■ PROBLEM STATEMENT
Repeat every entry below exactly as given.

══════════

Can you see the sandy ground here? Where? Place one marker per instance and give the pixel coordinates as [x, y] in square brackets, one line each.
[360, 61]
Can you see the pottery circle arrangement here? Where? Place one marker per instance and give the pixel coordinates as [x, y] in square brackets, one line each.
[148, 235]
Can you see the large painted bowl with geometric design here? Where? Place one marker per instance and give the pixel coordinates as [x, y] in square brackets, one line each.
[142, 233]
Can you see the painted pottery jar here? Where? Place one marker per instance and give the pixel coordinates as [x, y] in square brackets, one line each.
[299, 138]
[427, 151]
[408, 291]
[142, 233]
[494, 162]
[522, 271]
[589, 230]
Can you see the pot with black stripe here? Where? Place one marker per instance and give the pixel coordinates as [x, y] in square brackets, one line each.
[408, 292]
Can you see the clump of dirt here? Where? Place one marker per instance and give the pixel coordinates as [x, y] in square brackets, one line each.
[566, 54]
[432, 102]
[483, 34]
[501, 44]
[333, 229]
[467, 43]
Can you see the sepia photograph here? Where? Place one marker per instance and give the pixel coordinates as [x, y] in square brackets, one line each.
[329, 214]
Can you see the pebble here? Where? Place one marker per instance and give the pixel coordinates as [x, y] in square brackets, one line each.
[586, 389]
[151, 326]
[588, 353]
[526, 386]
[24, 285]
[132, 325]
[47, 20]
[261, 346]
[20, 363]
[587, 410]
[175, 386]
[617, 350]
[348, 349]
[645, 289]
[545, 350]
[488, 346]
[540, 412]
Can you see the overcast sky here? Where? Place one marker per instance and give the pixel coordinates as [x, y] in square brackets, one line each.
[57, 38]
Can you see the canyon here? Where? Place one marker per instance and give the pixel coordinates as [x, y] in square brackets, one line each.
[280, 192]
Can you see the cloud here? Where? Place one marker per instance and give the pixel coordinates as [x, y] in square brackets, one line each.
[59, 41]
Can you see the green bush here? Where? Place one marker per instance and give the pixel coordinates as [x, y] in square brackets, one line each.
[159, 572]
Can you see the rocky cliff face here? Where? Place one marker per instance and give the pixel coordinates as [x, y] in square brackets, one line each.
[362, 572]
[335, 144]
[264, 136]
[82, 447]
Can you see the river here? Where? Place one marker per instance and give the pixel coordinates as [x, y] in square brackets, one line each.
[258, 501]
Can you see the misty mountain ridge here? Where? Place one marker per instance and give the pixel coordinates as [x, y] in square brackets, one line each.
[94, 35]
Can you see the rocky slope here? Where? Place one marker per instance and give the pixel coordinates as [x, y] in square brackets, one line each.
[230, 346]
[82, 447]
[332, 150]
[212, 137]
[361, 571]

══════════

■ REPLY TO THE EXERCISE
Can you see the sandy ground here? Where? Place one marker per instance and give the pixel coordinates as [x, y] in square brackets, one line each.
[360, 61]
Can you see the pottery circle arrangement here? Where? Place one marker per instance and give the pixel coordinates as [x, y] in square brackets, one line each.
[148, 235]
Can you see the large painted bowl with geometric design here? Where? Place one marker per instance and give the pixel coordinates as [x, y] in square brackets, one line each.
[142, 233]
Can you see the painted pottery jar here? Where? Place one marker per instance and give the pixel coordinates as [x, y] in square brackets, one line each.
[299, 138]
[427, 151]
[408, 291]
[142, 233]
[494, 162]
[522, 271]
[589, 230]
Can you see the pot with black stripe here? Where? Place one marker per instance and give the pixel coordinates as [x, y] in square brackets, one line each.
[408, 292]
Can you see the clump of dirt here? Where? Place one marker per instance and give the pixel coordinates as [x, y] in square brackets, one line each.
[566, 54]
[432, 102]
[483, 34]
[501, 44]
[333, 229]
[467, 43]
Can you see the sepia photograph here? Where? Place one marker per instance and give the pixel coordinates as [x, y] in square brackets, one line each.
[329, 214]
Can you see the pebble here? Where? Place one marker per instance and give the pixel coordinates as [x, y] in square brackets, one line each.
[586, 389]
[151, 326]
[588, 353]
[526, 386]
[24, 285]
[132, 325]
[47, 20]
[261, 346]
[20, 363]
[587, 410]
[175, 386]
[617, 350]
[348, 349]
[645, 289]
[545, 350]
[488, 346]
[540, 412]
Can you see the overcast sky here? Where? Place one marker per instance and give the pixel coordinates as [x, y] in square brackets, one line each.
[57, 38]
Can you see the canyon here? Where? Place one marker per instance and give the pixel coordinates as [x, y] in square brackets, one line each.
[280, 192]
Can you see the cloud here? Where? Place one marker per instance and give the pixel coordinates as [x, y] in square brackets, one line each.
[59, 41]
Can you see the green bush here? Where? Place one marker per instance and give the pixel coordinates as [x, y] in square brackets, one line each.
[159, 572]
Can you see the rocky cliff face here? Where? Place one marker per instance and give the pixel coordinates as [x, y] in square brackets, one line each.
[362, 572]
[335, 144]
[264, 136]
[82, 447]
Can you see the river here? Where? Place one marker per instance and give the pixel coordinates as [x, y] in square brackets, one line each.
[258, 501]
Can you see the misty mountain ridge here? Where? Place one marker per instance and give the pixel coordinates as [x, y] in square brackets, one line each.
[94, 35]
Can you see the rocky slope here? Where? Place one marker per instance and give the pixel coordinates as [x, y] in square brackets, one line each.
[230, 346]
[82, 447]
[332, 150]
[212, 137]
[361, 571]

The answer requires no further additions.